**Material provided**

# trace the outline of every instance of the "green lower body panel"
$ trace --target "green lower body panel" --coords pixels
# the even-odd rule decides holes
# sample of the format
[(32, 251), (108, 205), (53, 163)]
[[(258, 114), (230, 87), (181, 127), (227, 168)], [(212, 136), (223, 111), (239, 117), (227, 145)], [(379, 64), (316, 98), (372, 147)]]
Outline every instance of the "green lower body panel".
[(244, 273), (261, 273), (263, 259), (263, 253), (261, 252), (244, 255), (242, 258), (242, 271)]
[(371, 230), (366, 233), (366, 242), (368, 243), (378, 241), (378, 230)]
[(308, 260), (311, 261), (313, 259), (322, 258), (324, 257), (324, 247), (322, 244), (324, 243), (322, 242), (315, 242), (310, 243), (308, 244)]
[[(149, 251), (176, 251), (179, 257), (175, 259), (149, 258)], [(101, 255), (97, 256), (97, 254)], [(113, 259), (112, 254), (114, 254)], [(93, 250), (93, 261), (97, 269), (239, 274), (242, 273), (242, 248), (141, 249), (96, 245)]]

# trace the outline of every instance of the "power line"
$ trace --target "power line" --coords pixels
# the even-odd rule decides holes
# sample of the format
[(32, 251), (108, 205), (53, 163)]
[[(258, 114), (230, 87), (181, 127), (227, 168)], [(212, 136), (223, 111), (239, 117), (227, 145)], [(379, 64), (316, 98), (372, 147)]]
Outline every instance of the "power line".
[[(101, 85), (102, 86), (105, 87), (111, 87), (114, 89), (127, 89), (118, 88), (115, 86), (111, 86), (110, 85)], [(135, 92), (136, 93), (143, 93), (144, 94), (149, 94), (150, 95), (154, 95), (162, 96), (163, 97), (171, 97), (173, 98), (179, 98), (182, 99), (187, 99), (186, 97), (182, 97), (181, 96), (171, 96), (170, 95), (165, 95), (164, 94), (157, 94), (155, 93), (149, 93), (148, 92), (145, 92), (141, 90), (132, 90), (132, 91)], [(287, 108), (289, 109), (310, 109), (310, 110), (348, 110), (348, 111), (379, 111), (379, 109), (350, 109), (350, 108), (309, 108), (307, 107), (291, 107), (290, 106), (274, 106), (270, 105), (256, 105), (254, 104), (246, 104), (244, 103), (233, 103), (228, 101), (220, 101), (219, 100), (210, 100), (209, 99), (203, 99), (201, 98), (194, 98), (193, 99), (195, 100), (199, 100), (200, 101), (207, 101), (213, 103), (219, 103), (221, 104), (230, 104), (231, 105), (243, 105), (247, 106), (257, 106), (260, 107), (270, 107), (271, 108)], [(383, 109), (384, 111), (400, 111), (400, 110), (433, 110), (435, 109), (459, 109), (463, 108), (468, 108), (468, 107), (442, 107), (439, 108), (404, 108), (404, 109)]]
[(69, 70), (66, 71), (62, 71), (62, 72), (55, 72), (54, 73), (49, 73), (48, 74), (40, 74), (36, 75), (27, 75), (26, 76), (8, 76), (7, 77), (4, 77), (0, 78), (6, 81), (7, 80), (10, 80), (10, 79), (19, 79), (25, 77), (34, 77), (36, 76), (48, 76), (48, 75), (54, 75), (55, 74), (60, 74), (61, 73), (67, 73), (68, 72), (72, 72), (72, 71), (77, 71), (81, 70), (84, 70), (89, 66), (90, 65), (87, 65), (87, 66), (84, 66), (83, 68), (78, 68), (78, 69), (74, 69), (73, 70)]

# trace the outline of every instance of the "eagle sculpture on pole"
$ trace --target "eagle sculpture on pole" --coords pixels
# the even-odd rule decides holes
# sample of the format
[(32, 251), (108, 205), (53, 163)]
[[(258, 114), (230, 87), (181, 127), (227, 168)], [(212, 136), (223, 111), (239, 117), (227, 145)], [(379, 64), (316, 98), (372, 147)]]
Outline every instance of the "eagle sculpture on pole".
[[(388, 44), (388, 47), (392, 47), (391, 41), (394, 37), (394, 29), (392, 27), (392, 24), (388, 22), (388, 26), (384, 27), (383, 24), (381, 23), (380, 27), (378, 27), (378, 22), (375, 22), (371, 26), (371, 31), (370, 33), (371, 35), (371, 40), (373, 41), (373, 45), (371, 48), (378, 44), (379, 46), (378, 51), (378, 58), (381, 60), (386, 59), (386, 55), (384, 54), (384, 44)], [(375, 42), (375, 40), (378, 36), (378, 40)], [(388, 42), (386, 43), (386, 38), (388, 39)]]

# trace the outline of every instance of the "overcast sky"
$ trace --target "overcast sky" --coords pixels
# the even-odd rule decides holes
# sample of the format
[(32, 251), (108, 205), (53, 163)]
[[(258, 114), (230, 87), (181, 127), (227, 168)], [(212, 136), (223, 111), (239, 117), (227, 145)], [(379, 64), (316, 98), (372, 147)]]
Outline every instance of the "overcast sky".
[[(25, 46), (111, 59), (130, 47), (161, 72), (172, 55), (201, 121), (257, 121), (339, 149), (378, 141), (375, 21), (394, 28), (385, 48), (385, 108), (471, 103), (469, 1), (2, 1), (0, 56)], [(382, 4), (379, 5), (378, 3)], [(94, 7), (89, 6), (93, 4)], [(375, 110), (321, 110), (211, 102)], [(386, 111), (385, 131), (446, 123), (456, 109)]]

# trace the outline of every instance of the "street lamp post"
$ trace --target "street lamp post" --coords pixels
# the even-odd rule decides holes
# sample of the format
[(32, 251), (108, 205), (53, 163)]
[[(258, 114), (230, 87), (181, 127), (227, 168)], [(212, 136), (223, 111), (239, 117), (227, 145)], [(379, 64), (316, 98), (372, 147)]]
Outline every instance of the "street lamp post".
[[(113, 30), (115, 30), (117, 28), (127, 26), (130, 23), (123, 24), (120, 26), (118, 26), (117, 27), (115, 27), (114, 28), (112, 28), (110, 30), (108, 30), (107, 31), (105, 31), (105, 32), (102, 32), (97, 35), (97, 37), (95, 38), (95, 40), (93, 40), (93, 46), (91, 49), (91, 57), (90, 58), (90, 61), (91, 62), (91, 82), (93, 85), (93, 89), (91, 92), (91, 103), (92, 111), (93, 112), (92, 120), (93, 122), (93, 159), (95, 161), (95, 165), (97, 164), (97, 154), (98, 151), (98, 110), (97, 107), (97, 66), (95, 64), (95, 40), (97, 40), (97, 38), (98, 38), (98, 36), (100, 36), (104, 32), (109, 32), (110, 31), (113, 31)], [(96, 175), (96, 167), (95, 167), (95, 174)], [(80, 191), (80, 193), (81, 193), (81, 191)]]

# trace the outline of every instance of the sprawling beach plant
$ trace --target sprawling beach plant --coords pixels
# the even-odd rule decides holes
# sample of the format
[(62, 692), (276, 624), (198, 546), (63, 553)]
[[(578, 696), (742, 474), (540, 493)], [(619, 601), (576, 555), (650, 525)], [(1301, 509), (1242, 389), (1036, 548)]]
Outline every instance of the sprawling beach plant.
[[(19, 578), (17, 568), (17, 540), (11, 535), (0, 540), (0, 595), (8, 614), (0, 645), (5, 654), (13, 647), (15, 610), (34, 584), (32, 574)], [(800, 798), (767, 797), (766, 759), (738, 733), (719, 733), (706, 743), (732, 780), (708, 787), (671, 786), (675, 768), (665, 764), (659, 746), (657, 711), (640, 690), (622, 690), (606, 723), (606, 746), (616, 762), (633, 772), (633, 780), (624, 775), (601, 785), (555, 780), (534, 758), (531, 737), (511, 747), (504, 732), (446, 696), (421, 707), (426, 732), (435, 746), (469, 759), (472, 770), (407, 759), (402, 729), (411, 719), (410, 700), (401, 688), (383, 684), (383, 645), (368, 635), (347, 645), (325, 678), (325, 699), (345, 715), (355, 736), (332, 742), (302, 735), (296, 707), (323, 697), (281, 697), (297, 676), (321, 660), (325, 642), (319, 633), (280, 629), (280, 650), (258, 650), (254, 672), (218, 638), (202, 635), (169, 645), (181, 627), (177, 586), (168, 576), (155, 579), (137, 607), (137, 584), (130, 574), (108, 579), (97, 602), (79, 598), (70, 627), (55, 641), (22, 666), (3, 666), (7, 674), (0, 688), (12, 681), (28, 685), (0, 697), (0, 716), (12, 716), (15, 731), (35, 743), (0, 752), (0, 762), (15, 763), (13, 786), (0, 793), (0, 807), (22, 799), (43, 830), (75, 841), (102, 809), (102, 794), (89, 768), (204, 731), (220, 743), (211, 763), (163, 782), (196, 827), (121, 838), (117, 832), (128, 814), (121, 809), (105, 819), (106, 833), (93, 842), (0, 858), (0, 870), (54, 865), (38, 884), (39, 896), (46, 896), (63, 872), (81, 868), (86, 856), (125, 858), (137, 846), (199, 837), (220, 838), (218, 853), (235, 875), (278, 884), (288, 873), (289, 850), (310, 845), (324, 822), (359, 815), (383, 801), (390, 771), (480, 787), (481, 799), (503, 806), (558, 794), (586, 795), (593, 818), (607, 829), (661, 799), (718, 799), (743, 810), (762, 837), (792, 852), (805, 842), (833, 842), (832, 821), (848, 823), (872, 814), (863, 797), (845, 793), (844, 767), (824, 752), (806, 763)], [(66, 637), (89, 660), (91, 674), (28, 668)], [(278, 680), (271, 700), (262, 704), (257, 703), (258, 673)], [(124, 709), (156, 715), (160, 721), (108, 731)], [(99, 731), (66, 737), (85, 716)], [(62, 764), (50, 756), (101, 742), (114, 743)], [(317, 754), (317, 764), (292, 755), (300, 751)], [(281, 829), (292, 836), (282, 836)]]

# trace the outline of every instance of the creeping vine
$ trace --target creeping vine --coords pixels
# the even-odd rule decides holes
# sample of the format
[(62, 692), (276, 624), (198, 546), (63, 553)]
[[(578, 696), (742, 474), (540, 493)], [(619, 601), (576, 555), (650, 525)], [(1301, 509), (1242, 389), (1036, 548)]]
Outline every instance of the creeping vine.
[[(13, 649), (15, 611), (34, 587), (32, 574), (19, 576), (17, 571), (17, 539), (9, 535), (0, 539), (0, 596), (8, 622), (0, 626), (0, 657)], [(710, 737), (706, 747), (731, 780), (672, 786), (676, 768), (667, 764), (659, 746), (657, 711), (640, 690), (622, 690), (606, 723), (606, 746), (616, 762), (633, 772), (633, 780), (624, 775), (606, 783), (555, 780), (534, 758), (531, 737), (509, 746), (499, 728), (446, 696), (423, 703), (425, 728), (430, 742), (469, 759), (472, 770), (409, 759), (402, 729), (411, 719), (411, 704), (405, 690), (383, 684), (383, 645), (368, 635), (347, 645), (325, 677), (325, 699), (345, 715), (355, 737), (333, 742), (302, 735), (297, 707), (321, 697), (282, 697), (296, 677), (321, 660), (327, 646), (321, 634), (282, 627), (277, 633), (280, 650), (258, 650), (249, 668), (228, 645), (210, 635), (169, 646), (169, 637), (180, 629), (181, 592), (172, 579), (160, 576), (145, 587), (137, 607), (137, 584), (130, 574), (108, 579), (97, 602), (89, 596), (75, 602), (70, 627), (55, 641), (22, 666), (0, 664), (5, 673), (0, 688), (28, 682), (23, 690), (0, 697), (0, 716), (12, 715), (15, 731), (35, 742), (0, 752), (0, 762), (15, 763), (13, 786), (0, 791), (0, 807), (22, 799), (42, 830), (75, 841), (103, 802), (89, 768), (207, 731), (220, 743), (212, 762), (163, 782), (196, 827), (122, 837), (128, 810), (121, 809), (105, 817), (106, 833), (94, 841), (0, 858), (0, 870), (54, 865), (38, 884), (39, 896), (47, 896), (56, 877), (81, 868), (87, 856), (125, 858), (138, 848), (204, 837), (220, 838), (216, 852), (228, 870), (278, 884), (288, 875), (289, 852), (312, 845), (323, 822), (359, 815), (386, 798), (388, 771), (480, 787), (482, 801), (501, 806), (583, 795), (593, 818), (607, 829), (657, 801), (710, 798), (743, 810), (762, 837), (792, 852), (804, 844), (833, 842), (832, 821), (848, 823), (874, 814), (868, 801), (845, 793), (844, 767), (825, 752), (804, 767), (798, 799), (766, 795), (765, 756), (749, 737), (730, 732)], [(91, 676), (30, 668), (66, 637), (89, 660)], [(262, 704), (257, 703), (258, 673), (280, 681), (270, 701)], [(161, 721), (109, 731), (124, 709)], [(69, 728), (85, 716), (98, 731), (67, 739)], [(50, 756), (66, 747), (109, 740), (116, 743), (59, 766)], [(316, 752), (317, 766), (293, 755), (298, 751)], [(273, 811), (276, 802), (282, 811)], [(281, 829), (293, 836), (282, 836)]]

**Given request**
Pull every line from the items above that contains the string "target", matching case exactly.

**Answer**
$ trace --target "green lower body panel" --coords pixels
$ trace --target "power line" --coords pixels
$ trace --target "eagle sculpture on pole" --coords pixels
$ trace --target "overcast sky" --coords pixels
$ trace --target "street lamp post" --coords pixels
$ trace --target sprawling beach plant --coords pixels
$ trace --target creeping vine --coords pixels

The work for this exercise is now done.